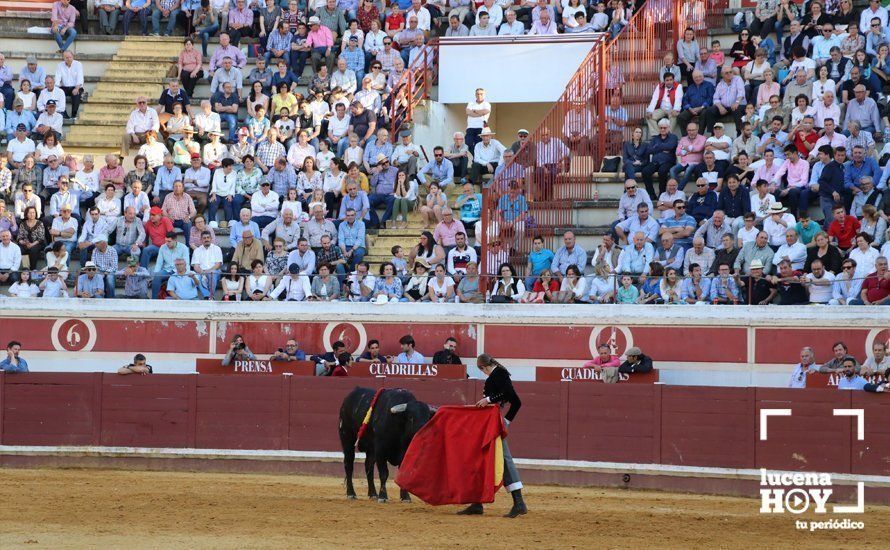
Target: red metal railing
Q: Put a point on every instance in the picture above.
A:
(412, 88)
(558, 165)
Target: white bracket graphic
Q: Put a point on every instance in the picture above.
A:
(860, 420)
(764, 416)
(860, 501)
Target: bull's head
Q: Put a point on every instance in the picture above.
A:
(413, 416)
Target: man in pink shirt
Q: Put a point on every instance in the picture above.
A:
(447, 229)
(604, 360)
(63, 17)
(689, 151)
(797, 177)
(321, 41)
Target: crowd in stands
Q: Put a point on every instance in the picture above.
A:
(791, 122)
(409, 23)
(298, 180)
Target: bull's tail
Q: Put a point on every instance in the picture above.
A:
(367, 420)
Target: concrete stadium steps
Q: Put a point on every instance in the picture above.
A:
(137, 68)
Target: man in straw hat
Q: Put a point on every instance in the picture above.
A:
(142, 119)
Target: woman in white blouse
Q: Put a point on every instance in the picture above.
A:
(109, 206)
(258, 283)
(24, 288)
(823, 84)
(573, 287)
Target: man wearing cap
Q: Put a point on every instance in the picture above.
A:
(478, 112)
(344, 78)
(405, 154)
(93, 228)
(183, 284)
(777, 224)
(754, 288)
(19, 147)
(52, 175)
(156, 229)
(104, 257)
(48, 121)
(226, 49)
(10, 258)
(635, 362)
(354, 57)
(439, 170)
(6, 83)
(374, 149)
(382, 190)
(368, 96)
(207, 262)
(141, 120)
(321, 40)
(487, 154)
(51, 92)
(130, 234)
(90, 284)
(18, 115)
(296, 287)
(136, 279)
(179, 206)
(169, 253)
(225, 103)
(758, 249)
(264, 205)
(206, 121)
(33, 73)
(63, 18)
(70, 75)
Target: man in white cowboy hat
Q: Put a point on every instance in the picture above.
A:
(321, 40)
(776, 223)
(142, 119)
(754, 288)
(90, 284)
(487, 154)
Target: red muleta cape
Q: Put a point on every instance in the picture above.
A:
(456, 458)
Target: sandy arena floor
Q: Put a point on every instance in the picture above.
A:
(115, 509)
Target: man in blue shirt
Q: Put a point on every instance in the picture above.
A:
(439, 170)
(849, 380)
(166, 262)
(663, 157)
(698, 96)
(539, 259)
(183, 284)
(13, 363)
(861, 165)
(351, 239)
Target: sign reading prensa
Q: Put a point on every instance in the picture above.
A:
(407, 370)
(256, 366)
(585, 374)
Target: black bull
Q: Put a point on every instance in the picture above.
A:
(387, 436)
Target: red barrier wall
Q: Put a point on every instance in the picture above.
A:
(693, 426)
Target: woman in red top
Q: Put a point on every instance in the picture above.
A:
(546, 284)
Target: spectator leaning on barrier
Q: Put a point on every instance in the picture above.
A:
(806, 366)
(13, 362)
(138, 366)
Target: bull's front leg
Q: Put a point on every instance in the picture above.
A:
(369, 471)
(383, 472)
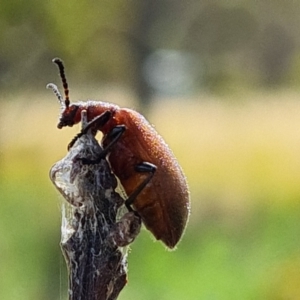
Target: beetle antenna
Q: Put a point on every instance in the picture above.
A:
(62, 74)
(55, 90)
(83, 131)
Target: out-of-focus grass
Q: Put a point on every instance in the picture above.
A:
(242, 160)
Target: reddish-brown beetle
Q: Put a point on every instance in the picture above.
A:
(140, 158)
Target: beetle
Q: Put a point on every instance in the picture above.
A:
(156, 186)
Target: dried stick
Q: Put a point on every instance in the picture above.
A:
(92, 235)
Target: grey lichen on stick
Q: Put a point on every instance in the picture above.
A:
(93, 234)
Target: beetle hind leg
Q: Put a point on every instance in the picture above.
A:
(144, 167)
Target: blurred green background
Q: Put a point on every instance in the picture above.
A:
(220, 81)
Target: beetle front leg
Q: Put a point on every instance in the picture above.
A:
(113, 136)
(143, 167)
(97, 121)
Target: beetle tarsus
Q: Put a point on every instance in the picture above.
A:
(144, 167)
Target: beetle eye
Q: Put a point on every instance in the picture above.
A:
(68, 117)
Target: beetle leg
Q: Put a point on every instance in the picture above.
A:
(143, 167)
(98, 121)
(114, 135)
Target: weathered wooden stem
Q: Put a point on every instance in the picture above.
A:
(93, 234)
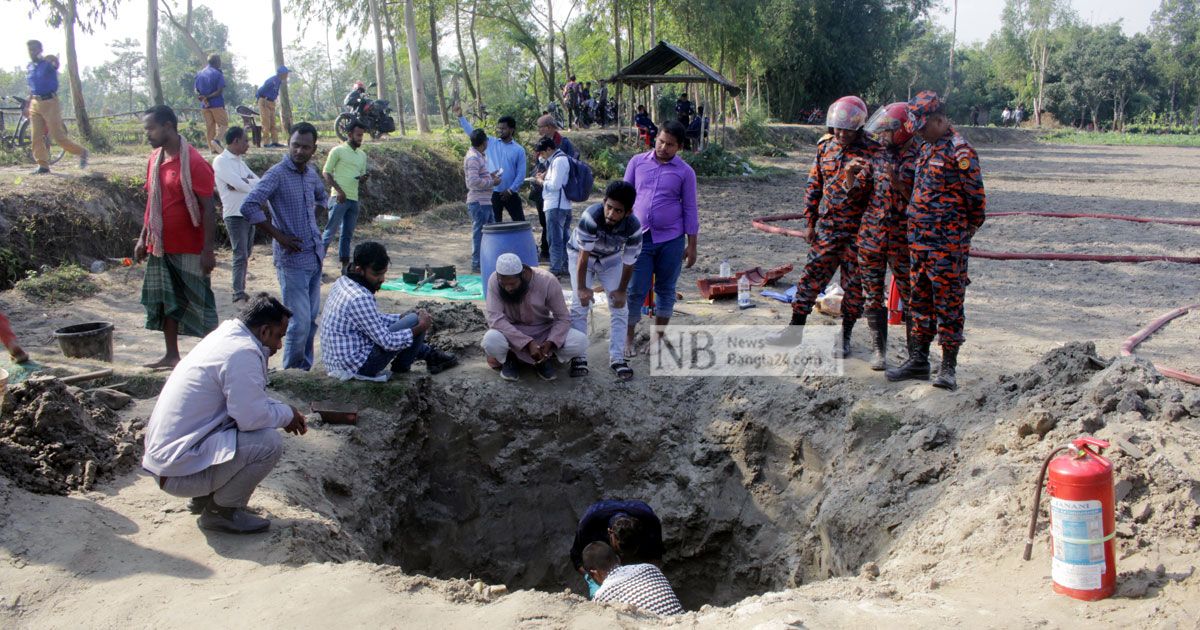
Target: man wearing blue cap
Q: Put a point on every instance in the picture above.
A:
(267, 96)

■ What to do
Whenever the string "front" shows up in a line of the records, that line counts; state how many lines count, and only that.

■ Response for this exercise
2